## Goal
Substitute "each instance" for "every instance" throughout the material below, changing nothing else, and leave the pictures out of your answer.
####################
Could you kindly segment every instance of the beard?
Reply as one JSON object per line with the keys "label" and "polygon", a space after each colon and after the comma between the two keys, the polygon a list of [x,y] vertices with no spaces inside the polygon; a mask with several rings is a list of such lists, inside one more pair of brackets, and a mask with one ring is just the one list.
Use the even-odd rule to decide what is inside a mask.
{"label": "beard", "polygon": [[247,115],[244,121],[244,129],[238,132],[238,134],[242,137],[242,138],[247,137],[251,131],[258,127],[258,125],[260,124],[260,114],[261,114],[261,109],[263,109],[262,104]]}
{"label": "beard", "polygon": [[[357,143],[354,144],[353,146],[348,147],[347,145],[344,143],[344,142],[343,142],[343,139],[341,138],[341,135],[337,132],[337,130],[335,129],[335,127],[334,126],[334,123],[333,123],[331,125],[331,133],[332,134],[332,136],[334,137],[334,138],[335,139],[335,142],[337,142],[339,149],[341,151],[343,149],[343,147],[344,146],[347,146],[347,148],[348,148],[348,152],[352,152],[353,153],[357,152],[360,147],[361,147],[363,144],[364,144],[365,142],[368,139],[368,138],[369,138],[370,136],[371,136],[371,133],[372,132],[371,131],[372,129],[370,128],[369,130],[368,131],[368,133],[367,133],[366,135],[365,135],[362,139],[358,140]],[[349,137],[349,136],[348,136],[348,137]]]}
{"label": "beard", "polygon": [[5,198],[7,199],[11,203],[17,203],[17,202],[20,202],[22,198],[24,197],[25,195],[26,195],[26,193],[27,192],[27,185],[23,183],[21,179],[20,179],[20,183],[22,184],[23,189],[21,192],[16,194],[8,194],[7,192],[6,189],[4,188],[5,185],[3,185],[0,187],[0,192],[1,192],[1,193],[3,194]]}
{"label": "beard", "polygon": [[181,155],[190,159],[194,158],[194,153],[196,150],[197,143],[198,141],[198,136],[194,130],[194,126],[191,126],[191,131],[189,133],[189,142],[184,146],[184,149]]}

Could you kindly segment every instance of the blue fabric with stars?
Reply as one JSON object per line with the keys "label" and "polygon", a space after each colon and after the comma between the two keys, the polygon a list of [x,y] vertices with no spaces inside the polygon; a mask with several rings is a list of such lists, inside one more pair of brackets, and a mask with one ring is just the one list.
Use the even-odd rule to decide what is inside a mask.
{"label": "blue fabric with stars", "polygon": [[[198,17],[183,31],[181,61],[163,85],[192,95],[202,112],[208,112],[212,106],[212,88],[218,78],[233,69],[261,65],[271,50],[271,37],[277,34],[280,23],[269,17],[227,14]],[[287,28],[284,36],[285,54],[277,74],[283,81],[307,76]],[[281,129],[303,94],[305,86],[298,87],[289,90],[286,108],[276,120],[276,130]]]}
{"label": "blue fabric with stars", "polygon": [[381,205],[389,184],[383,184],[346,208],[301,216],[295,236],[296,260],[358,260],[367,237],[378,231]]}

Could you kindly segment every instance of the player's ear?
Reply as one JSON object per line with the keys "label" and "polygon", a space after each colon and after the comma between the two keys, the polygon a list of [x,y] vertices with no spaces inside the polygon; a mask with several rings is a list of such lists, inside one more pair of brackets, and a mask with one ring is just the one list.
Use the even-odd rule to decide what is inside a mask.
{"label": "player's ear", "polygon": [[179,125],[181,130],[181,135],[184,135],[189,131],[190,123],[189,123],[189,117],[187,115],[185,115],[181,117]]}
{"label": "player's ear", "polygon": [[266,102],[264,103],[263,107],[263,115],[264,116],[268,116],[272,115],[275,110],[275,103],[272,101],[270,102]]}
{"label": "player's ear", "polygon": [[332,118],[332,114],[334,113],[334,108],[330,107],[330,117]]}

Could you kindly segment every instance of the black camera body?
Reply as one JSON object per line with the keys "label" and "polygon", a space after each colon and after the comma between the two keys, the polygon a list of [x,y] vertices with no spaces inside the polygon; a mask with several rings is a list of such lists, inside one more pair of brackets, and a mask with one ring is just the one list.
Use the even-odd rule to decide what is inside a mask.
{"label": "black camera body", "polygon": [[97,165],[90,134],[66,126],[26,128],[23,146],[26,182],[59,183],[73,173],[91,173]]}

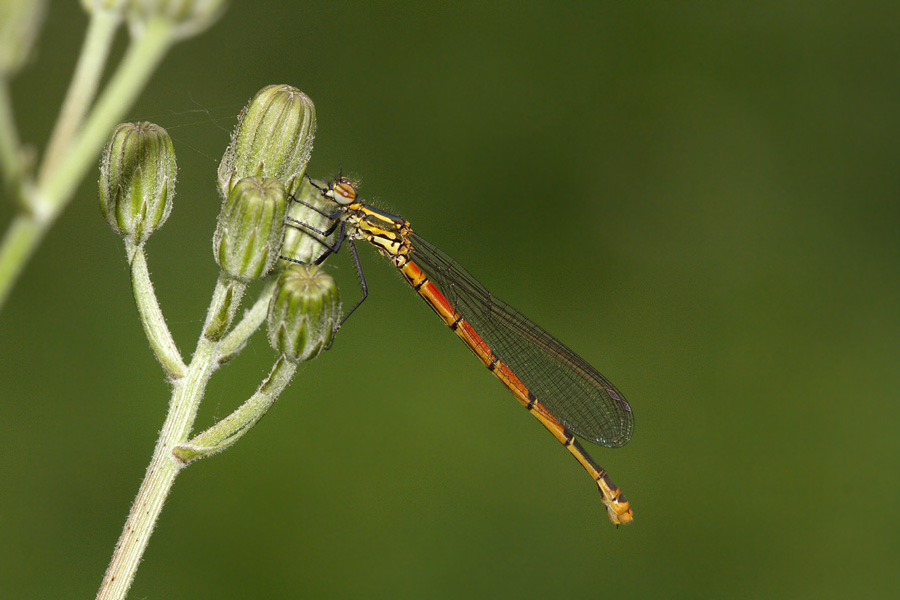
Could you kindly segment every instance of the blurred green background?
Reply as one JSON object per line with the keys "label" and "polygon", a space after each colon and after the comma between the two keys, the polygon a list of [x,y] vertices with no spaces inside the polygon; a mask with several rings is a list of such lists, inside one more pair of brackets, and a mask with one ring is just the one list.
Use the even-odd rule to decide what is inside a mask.
{"label": "blurred green background", "polygon": [[[86,22],[53,3],[14,81],[26,140]],[[182,351],[235,116],[295,85],[314,176],[360,176],[629,398],[632,442],[593,455],[635,522],[361,248],[370,299],[179,477],[130,596],[898,597],[898,23],[890,2],[257,1],[176,46],[129,119],[178,153],[148,254]],[[95,181],[0,313],[4,598],[96,593],[169,397]],[[349,258],[330,268],[357,298]],[[273,360],[255,337],[199,426]]]}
####################
## Response
Could you kindly segment each instance of the beard?
Reply as one JSON object per line with the keys "label" and "polygon", a space after each colon and after the comma between the two keys, the polygon a list of [x,y] vertices with no spaces inside the polygon; a mask with several rings is a list of such lists, inside one more pair of brackets, and a mask with one ring is just the one list.
Use the even-odd rule to decide what is inside a mask.
{"label": "beard", "polygon": [[247,115],[244,121],[244,129],[238,132],[238,134],[242,137],[242,138],[247,137],[251,131],[258,127],[258,125],[260,124],[260,114],[261,114],[261,109],[263,109],[262,104]]}
{"label": "beard", "polygon": [[[357,143],[354,144],[353,146],[348,147],[347,145],[344,143],[344,142],[343,142],[343,139],[341,138],[341,135],[337,132],[337,130],[335,129],[335,127],[334,126],[334,123],[333,123],[331,125],[331,133],[332,134],[332,136],[334,137],[334,138],[335,139],[335,142],[337,142],[339,149],[341,151],[343,149],[343,147],[344,146],[347,146],[347,148],[348,148],[348,152],[352,152],[353,153],[357,152],[360,147],[361,147],[363,144],[364,144],[365,142],[368,139],[368,138],[369,138],[370,136],[371,136],[371,133],[372,132],[371,131],[372,129],[370,128],[369,130],[368,131],[368,133],[367,133],[366,135],[365,135],[362,139],[358,140]],[[349,137],[349,136],[348,136],[348,137]]]}
{"label": "beard", "polygon": [[5,198],[7,199],[11,203],[17,203],[17,202],[20,202],[22,198],[24,197],[25,195],[26,195],[26,193],[27,192],[27,185],[23,183],[21,179],[20,179],[20,183],[22,184],[23,189],[21,192],[16,194],[8,194],[7,192],[6,189],[4,188],[5,185],[3,185],[0,187],[0,192],[1,192],[1,193],[3,194]]}
{"label": "beard", "polygon": [[181,155],[190,159],[194,158],[194,153],[196,150],[197,143],[198,141],[198,136],[194,130],[194,126],[191,126],[191,131],[189,133],[189,142],[184,146],[184,149]]}

Could you kindly segment each instance of the blue fabric with stars?
Reply as one JSON object per line with the keys "label" and "polygon", a space after each colon and after the comma between the two keys, the polygon a list of [x,y] vertices with no spaces inside the polygon; a mask with several rings is a list of such lists, inside one more pair of brackets, and a mask with one ring is just the one list.
Use the even-odd rule to decide what is inside a mask.
{"label": "blue fabric with stars", "polygon": [[[198,17],[183,31],[181,61],[163,85],[192,95],[202,112],[208,112],[212,106],[212,88],[218,78],[233,69],[261,65],[271,50],[271,37],[277,34],[280,23],[269,17],[227,14]],[[287,28],[284,36],[285,54],[277,74],[283,81],[307,76]],[[281,129],[303,94],[305,86],[298,87],[289,90],[286,108],[276,120],[276,130]]]}
{"label": "blue fabric with stars", "polygon": [[381,205],[389,184],[383,184],[346,208],[301,216],[295,236],[296,260],[358,260],[367,237],[378,231]]}

Could you kindly segment each instance of the player's ear?
Reply as one JSON object per line with the keys "label" and "polygon", a space after each colon and after the comma between the two keys, the polygon a list of [x,y] vertices with no spaces inside the polygon; a mask with several rings is a list of such lists, inside one more pair of brackets, and a mask with one ring is just the one list.
Use the even-odd rule to decide what is inside a mask.
{"label": "player's ear", "polygon": [[179,125],[181,130],[181,135],[184,135],[189,131],[190,123],[189,123],[189,117],[187,115],[185,115],[181,117]]}
{"label": "player's ear", "polygon": [[266,102],[264,103],[263,107],[263,115],[264,116],[268,116],[272,115],[275,110],[275,103],[272,101],[270,102]]}
{"label": "player's ear", "polygon": [[332,118],[332,114],[334,113],[334,108],[330,107],[330,117]]}

Could you kindly segment each instance of the black camera body?
Reply as one JSON object per line with the keys "label" and "polygon", a space after each colon and after the comma between the two keys, the polygon a list of [x,y] vertices with no spaces inside the polygon; a mask with several rings is a list of such lists, inside one more pair of brackets, and a mask with one ring is just the one list.
Use the even-odd rule to decide what is inside a mask.
{"label": "black camera body", "polygon": [[97,165],[90,134],[66,126],[26,128],[23,146],[26,182],[59,183],[73,173],[91,173]]}

Could you kindly segment each instance of the blurred green background?
Reply as one JSON object per line with the keys "label" and "polygon", a space after each colon and after the comma between the two keys, the polygon a list of [x,y] vertices with no spaces inside the polygon; a mask with several rings is a list of such lists, inside one more pair of brackets, and a mask with one ring is just the one list.
Use the even-odd rule to decide what is inside a mask.
{"label": "blurred green background", "polygon": [[[86,22],[53,3],[14,81],[26,140]],[[182,351],[235,116],[295,85],[314,176],[360,176],[629,398],[632,442],[593,455],[635,522],[361,248],[370,299],[179,477],[130,596],[898,597],[898,23],[890,2],[257,1],[176,46],[129,119],[178,153],[148,254]],[[95,181],[0,313],[4,598],[96,593],[169,397]],[[349,258],[330,268],[357,298]],[[273,360],[255,337],[199,426]]]}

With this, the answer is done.